**Source material:**

▬▬▬▬▬▬▬▬▬▬

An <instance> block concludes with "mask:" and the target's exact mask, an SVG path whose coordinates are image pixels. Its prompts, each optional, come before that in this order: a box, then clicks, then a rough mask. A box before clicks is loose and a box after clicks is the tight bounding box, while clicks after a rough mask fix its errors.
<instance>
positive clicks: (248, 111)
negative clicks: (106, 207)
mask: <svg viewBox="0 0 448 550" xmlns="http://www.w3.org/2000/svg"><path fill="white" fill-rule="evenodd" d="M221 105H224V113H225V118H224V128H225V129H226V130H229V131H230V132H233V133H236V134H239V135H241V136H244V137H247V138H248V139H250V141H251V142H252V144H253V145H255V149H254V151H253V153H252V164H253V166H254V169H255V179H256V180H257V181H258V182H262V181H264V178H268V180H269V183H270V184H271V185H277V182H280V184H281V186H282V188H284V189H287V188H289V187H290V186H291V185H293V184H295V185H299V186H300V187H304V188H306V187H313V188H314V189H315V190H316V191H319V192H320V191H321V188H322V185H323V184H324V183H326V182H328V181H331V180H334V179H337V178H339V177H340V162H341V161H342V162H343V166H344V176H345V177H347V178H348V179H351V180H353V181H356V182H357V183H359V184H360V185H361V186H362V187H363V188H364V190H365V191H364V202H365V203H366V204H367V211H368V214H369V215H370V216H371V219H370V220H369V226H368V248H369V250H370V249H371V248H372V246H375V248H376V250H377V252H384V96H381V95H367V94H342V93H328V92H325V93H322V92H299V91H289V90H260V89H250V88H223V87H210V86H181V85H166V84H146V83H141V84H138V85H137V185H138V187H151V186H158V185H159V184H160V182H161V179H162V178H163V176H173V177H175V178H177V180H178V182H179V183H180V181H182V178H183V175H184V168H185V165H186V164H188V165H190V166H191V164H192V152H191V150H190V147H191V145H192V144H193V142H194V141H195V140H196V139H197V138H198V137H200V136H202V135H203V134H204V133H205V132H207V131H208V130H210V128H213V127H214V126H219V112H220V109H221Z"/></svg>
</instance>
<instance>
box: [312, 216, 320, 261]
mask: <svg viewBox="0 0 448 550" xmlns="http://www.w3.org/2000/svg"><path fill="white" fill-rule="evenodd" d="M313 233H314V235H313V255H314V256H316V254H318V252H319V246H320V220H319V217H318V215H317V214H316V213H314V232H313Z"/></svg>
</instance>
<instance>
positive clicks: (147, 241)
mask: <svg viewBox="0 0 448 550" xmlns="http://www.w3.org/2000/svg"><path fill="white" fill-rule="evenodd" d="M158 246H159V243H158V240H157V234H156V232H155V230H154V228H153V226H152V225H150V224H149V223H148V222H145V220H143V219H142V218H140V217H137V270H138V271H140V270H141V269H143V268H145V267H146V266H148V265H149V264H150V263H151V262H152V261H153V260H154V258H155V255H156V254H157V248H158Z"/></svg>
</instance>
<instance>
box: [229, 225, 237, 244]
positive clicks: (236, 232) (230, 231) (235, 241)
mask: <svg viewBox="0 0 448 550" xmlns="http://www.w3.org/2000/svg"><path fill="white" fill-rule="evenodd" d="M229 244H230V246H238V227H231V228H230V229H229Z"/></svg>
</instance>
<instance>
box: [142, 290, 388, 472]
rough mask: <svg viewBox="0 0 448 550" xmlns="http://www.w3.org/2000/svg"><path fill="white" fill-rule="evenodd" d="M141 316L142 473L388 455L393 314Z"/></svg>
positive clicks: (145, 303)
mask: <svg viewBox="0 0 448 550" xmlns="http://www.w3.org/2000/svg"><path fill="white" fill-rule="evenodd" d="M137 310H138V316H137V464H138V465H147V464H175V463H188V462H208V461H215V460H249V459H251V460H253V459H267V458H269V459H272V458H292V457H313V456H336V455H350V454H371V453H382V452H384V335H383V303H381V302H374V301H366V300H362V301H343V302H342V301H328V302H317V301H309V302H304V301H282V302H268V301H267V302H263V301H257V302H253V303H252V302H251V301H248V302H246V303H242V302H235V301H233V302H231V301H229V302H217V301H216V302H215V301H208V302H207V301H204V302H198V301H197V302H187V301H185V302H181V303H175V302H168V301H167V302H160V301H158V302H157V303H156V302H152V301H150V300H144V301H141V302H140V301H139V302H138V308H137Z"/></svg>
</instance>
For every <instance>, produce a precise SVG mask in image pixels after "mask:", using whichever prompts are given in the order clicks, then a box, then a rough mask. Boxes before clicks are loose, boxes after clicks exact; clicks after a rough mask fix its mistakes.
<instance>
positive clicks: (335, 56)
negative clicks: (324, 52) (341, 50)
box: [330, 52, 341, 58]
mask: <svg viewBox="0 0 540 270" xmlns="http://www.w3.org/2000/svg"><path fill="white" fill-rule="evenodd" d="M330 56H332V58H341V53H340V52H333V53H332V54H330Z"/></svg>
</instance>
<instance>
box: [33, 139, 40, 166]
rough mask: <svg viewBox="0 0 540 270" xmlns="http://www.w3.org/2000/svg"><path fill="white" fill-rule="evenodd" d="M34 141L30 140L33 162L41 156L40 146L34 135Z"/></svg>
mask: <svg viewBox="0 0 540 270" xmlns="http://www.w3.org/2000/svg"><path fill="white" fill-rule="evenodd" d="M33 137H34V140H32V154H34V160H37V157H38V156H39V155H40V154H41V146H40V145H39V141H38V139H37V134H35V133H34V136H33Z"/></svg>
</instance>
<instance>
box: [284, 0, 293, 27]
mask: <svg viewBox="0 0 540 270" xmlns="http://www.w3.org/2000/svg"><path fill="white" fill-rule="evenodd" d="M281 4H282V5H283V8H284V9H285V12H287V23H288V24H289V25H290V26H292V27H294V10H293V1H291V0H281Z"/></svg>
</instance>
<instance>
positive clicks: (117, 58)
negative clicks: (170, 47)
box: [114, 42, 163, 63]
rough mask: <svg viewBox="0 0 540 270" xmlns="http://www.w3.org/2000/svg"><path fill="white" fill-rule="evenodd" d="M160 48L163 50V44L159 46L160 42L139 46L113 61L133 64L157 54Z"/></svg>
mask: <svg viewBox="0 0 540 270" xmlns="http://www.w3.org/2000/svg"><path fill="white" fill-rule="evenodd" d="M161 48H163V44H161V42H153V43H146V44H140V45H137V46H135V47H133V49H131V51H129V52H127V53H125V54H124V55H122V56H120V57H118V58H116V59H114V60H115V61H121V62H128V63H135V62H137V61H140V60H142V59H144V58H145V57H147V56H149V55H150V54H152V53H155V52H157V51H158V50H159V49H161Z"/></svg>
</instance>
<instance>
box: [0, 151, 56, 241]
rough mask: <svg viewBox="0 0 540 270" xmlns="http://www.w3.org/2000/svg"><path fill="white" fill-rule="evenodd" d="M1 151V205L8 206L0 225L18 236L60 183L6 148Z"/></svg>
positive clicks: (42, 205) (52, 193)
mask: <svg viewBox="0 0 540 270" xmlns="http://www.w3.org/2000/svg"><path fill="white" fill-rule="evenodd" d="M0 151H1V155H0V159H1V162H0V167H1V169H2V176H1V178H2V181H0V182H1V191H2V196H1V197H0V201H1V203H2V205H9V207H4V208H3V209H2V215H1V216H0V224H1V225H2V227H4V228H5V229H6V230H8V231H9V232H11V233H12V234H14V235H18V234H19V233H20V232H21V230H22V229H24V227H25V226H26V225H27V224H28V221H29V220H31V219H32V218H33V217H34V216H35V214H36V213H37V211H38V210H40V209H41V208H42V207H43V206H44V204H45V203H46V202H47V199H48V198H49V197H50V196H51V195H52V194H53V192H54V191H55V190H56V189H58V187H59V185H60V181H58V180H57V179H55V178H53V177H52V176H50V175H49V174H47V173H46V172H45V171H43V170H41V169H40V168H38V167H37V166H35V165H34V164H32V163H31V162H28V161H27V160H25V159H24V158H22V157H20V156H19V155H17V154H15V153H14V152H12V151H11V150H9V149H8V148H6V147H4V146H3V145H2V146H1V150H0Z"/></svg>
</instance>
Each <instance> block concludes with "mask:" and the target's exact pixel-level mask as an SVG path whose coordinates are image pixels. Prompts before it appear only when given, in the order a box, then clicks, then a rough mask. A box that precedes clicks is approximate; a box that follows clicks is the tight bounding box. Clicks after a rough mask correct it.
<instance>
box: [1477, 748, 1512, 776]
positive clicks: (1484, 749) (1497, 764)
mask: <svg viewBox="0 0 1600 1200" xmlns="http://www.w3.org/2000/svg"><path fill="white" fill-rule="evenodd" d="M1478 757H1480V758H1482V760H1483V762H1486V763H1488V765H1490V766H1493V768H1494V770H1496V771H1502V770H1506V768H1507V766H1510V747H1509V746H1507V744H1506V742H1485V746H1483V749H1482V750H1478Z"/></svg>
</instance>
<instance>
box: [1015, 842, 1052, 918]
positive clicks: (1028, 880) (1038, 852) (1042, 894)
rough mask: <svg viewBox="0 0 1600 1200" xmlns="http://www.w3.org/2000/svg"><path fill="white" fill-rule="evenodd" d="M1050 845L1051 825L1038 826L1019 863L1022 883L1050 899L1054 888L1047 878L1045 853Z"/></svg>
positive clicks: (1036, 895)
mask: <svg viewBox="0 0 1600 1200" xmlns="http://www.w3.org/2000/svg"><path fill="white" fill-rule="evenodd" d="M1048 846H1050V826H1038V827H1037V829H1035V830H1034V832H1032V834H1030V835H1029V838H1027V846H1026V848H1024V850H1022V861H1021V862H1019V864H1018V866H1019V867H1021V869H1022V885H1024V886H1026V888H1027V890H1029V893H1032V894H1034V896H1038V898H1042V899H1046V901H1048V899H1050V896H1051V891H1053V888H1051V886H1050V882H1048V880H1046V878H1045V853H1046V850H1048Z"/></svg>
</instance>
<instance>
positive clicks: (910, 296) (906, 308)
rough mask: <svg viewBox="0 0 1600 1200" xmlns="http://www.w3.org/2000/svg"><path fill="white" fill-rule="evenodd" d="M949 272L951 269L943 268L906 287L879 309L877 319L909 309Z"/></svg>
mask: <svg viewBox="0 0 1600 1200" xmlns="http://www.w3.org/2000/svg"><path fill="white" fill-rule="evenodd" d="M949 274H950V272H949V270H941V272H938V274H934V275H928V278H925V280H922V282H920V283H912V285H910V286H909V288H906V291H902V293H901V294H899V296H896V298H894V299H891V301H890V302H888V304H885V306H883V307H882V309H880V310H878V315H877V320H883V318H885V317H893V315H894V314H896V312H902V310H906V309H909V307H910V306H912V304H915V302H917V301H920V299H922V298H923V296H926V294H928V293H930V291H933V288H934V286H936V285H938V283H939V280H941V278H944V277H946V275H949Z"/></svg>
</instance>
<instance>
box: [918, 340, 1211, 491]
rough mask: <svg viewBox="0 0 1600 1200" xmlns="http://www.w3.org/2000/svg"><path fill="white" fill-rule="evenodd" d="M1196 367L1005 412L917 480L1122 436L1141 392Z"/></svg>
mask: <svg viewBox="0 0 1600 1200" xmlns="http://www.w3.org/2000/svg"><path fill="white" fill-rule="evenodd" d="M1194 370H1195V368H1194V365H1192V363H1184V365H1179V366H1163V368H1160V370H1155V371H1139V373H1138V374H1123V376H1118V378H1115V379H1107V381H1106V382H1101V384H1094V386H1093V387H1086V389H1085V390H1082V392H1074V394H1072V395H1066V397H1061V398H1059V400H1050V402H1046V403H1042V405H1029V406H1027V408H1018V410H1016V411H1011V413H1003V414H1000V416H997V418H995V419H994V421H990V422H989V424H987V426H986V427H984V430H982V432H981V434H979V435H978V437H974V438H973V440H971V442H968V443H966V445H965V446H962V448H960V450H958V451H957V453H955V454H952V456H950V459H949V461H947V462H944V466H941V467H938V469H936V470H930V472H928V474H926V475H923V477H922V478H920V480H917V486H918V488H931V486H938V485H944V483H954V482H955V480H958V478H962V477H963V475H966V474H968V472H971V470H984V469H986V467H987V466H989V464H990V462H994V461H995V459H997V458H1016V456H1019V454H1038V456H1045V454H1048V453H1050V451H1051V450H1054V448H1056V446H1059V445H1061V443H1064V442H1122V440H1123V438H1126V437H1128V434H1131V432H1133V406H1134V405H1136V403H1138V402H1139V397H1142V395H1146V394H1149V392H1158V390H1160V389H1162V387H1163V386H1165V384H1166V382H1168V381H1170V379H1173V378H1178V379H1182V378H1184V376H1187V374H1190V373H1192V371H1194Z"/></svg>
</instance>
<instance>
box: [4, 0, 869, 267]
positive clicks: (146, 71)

▬▬▬▬▬▬▬▬▬▬

**Your objective:** The lines needed run from the first line of the data through the line containing "positive clicks: (248, 111)"; give them again exactly and nothing else.

**Answer space:**
An <instance> block concludes with "mask:" and the target's exact mask, an SVG path whose coordinates are image pixels. Its prompts, each optional, come before that in this order: a box, then clicks, then a rough mask. A box before clicks is loose and a box after clicks is the tight bounding box, while clicks after a rough mask fix its errors.
<instance>
positive clicks: (248, 111)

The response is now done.